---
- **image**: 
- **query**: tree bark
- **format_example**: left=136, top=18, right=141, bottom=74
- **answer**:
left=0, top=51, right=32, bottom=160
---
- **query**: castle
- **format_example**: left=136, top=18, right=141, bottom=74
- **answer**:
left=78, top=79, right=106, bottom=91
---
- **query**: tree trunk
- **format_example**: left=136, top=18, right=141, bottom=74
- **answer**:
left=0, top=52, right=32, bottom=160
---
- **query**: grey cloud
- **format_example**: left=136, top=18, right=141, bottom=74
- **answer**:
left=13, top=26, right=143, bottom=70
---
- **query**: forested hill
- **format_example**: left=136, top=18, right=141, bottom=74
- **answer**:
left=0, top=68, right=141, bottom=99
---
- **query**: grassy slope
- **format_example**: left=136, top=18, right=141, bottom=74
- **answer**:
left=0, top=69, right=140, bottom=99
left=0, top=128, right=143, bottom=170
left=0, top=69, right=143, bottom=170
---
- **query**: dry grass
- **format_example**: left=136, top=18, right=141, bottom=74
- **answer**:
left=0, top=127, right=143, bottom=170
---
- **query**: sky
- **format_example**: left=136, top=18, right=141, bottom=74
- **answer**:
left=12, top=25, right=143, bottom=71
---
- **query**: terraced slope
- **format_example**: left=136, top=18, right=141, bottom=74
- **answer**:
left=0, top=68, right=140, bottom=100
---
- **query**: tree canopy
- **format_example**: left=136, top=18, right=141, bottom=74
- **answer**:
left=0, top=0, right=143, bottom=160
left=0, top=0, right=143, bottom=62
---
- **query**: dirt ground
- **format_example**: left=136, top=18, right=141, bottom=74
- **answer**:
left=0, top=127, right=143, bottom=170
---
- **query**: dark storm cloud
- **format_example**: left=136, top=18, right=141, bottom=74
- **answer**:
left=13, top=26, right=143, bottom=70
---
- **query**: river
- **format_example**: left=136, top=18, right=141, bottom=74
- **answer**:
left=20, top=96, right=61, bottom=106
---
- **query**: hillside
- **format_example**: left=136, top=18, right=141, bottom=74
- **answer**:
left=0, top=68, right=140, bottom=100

- - -

Copy out each line of the entries above that contains the word "cloud". Case counts.

- **query**: grey cloud
- **query**: dark storm cloud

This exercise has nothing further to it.